**What you will do**
Beginning with the line containing "Locates the frost-covered" and ending with the last line of the records, set down every line exactly.

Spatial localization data
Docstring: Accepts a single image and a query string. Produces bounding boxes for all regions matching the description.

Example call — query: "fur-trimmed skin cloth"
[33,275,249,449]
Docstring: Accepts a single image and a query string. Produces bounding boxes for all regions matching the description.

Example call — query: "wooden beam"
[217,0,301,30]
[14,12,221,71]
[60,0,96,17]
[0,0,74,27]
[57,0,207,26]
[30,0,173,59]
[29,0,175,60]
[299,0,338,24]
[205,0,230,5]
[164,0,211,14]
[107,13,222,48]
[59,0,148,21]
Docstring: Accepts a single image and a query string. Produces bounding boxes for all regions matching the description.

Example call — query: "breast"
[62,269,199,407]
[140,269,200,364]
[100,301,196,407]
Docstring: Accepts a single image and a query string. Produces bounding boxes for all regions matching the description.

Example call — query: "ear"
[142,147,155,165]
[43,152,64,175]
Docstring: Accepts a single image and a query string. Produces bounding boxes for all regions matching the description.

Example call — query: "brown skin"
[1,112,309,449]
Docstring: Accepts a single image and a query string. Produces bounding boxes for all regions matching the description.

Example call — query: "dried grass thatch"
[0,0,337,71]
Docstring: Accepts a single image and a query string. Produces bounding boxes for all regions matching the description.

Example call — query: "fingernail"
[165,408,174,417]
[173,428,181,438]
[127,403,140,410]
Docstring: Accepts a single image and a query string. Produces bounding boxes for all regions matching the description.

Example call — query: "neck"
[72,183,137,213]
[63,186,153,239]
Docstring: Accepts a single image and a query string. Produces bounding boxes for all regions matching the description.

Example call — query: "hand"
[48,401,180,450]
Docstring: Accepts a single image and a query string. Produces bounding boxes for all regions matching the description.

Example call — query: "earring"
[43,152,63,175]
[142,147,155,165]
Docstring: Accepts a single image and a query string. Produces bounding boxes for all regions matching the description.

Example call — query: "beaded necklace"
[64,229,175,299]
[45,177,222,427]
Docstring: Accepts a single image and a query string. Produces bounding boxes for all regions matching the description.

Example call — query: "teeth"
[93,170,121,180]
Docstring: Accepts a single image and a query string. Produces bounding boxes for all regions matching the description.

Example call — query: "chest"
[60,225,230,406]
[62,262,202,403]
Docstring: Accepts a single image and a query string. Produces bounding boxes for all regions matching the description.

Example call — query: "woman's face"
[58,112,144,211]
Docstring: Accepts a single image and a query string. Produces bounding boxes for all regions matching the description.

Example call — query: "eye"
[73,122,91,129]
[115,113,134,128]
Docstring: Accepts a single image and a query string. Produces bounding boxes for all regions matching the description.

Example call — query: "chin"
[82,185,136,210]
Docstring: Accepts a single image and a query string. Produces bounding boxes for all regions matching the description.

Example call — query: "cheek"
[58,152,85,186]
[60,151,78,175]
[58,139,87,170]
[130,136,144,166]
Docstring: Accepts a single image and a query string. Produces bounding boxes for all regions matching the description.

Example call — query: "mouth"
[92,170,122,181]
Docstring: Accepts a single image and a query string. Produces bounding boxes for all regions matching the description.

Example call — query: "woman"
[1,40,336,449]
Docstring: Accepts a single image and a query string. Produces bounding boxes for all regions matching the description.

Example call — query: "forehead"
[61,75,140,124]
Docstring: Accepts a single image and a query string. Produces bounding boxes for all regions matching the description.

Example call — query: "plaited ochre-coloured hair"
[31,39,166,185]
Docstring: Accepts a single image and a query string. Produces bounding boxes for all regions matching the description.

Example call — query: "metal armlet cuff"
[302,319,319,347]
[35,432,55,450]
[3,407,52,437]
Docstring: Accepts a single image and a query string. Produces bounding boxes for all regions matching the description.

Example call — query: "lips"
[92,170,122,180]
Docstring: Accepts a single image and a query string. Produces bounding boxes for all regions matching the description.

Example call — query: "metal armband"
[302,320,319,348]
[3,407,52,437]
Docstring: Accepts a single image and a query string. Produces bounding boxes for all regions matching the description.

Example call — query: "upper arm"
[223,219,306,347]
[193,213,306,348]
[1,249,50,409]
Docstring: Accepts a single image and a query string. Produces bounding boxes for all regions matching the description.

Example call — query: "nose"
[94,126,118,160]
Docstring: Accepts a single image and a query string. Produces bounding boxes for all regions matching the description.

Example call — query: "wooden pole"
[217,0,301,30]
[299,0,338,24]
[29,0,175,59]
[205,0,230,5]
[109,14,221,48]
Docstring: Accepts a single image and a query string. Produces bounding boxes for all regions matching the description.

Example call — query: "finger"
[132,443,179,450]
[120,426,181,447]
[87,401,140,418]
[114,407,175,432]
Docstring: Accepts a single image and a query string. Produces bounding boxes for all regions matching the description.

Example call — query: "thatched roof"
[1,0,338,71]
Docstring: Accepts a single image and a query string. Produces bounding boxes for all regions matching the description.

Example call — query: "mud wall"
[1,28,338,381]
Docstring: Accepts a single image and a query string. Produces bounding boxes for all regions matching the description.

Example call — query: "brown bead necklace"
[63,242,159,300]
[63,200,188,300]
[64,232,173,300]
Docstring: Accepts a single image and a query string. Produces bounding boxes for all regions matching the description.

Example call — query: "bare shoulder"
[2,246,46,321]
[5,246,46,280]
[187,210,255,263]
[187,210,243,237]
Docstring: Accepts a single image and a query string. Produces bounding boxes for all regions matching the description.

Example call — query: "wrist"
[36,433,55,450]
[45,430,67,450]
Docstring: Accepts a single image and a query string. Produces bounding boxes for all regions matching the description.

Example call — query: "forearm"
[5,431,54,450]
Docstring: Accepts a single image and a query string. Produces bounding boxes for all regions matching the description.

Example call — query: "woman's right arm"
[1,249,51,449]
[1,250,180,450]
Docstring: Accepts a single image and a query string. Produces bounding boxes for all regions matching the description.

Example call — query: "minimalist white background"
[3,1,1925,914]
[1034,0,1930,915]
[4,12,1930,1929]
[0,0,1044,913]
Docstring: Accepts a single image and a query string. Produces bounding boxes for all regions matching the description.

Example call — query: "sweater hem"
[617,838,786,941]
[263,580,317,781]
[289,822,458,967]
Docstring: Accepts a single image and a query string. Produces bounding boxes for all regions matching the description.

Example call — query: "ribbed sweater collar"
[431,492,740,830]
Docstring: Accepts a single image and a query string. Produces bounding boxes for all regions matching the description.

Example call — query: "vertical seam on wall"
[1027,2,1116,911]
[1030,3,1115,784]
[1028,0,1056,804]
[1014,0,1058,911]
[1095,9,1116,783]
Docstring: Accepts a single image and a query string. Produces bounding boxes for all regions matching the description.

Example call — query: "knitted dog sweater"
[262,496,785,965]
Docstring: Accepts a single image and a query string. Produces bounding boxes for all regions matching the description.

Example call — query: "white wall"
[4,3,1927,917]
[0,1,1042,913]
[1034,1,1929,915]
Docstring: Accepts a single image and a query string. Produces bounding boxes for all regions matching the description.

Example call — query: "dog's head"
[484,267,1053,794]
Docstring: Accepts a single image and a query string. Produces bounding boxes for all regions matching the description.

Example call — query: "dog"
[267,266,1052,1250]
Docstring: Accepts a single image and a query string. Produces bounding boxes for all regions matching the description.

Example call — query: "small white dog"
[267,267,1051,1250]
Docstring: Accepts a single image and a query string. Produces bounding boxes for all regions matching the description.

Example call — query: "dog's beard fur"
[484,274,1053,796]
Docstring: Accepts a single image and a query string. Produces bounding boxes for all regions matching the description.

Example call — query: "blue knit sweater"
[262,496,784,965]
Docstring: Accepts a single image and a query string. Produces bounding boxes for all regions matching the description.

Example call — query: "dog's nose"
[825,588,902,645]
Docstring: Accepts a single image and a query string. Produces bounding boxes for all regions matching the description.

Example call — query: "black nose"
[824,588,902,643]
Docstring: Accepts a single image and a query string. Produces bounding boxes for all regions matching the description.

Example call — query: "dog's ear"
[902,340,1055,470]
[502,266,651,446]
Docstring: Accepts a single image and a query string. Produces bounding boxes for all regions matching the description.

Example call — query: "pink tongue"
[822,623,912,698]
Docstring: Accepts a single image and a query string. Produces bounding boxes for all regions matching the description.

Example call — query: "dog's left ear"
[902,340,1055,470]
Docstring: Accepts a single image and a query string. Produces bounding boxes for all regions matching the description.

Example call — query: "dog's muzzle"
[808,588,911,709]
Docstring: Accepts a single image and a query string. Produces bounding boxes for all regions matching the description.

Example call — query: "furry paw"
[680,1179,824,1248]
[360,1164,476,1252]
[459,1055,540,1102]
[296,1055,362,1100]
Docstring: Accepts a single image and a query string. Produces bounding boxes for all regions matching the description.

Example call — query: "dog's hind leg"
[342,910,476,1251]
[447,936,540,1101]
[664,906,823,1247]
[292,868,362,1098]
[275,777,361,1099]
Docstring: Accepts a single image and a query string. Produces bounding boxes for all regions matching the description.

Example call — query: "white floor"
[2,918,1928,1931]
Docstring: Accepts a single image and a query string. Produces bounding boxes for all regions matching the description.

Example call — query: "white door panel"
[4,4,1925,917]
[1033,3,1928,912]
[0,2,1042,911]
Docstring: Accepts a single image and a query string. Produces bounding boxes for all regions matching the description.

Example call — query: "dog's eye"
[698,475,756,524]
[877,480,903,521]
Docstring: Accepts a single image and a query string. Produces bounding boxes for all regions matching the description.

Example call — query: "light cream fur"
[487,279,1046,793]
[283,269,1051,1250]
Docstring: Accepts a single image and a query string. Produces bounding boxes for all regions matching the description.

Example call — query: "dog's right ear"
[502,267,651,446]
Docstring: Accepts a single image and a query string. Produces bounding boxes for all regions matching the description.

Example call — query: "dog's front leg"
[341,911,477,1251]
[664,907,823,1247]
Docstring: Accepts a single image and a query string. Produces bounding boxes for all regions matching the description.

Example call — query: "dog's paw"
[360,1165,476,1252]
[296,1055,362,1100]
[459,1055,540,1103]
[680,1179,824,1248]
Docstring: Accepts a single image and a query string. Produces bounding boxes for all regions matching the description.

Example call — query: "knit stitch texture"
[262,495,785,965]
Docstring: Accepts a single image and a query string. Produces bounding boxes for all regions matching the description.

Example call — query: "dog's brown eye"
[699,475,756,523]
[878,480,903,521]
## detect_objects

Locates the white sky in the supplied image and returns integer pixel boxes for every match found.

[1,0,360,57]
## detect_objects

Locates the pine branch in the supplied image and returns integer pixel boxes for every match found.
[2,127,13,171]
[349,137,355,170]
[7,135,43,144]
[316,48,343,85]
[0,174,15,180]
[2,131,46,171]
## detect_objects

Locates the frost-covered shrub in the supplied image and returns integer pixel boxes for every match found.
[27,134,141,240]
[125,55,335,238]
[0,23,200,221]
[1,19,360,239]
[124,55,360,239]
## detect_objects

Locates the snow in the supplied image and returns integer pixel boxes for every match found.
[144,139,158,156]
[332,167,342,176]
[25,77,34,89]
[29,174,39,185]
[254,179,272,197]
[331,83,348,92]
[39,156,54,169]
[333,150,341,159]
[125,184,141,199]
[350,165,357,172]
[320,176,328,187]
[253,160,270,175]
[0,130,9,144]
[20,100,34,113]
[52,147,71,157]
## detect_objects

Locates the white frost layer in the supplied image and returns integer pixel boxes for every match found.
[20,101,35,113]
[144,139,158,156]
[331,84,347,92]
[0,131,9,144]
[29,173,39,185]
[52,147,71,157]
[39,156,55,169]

**Written solution**
Locates the frost-covered shrub in the supplied image and returns integer pixel boxes for every match found.
[27,134,141,240]
[125,55,335,238]
[0,23,200,221]
[1,19,360,239]
[124,55,360,239]
## detect_objects

Locates the snow in the supplied image and returns integer pixel boxes for every match found.
[144,139,158,156]
[332,167,342,176]
[25,77,34,89]
[29,174,39,185]
[254,179,272,197]
[331,83,348,92]
[39,156,54,169]
[333,150,341,159]
[125,184,141,199]
[350,165,357,172]
[320,176,328,187]
[253,160,270,175]
[0,130,9,144]
[20,100,34,113]
[52,147,71,157]
## detect_objects

Locates the white frost layer in the supplied image and returns integer pixel boxes for every match found.
[20,101,35,113]
[144,139,158,156]
[331,84,347,92]
[0,131,9,144]
[29,173,39,185]
[52,147,71,157]
[39,156,55,169]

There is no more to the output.